- _Selected passage_:
************
As the children were approaching a year in the refugee agency’s custody, their aunt held out hope that they’d be reunited. During this period, other children in the family who’d arrived at the border had already been processed through the system and released to other family members. The aunt believed that it was still just a matter of time.
But the siblings weren’t released. Instead, they were transferred to another foster care program.
The family is unsure of when it started, but around this time the girl began to tell them that she was cutting herself; her grandmother recalls that it was the tender skin on the inside of her arms. On the video calls, she told the family she hated life without them and wanted to end hers out of desperation. One time, she rammed her head into a wall, busting it open so badly she required a brief hospitalization. Her aunt and grandmother learned this from her, after the fact; they said they were never notified by ORR. And they said their child had never harmed herself before coming to the United States.
************
- _Work instructions_:
a) In the account of the siblings in refugee agency custody, where on her body does the grandmother recall the girl cutting herself?
b) Resume the account of the siblings in refugee agency custody, carrying it on from its final sentence.
************
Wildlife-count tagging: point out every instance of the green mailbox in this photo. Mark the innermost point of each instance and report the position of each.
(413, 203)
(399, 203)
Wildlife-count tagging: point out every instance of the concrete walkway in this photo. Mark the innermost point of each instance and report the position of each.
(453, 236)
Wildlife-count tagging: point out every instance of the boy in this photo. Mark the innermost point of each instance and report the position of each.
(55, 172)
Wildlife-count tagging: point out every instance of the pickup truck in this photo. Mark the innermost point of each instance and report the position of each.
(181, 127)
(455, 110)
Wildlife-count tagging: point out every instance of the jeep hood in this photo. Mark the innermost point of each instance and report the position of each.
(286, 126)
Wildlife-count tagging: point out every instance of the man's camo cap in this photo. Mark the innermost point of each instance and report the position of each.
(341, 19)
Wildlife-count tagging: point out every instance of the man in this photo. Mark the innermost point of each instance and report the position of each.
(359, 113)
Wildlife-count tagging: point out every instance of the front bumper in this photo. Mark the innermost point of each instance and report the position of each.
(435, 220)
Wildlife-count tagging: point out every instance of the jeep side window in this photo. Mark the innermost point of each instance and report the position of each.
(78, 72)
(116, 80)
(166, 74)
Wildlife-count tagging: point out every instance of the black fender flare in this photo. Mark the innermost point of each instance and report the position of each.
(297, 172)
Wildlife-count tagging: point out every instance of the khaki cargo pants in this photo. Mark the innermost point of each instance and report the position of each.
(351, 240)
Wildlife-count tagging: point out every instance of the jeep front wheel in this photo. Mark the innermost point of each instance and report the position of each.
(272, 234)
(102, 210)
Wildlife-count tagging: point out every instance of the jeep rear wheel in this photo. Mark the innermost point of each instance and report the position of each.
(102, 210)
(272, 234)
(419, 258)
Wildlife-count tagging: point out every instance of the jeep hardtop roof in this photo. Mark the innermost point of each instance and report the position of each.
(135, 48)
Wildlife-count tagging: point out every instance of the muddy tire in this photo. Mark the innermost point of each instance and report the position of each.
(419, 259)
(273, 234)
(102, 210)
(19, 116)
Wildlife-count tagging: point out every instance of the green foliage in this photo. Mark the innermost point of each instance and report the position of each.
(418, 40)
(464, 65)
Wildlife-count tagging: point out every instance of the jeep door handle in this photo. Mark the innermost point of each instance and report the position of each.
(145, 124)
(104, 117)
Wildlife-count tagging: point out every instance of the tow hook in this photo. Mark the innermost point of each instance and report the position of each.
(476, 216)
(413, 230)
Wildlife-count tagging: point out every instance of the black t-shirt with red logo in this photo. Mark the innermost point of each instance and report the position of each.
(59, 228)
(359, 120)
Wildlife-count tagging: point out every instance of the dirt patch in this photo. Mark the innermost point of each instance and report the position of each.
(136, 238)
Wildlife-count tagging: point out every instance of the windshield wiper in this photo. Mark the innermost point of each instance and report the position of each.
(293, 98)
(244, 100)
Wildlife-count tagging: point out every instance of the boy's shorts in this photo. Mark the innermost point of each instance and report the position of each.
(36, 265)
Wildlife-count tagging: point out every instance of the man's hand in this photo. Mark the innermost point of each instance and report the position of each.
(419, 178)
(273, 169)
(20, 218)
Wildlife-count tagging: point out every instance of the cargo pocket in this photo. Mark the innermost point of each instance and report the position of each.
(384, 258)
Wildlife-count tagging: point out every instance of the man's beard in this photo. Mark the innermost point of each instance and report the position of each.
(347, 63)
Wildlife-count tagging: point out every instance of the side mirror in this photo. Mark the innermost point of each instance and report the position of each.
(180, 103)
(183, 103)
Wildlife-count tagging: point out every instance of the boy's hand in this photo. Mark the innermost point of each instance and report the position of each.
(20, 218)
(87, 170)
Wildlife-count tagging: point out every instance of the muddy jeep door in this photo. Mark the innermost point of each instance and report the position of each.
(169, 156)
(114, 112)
************
- _Set of answers_:
a) The tender skin on the inside of her arms.

b)
The girl wasn’t only hospitalized for self-injurious behavior. Doña Amalia and other family members recall that the girl had an operation that may have been a tonsillectomy, another procedure they learned about only afterward. The family said they weren’t informed about it by ORR or given the chance to opt the girl out. They said they likely wouldn’t have opposed the procedure, but said case workers who were in communication with the family never informed them or gave them options when it came to medical decisions.
Gordon, the immigration attorney, told me that’s not uncommon. “I wasn’t aware of any policy that required consent,” she told me.
With the girl’s situation deteriorating, in early 2015, the process fell apart. They stopped getting calls from anyone associated with the girl’s case. And their calls weren’t being answered. The family wouldn’t hear from the two children again – or hear anything about them – for five years.
They said they called and called the phone number that had previously connected them to the children. For months, there was no answer. Eventually, the line was disconnected. A few of the children’s records were lost as the family moved around North Carolina, and some were ruined in a flood in 2016. But several were carefully saved in two plastic bags, and in one I found a document with phone numbers related to the girl’s former case worker. One was out of service. Another had a new user who’s unrelated to the federal shelter system.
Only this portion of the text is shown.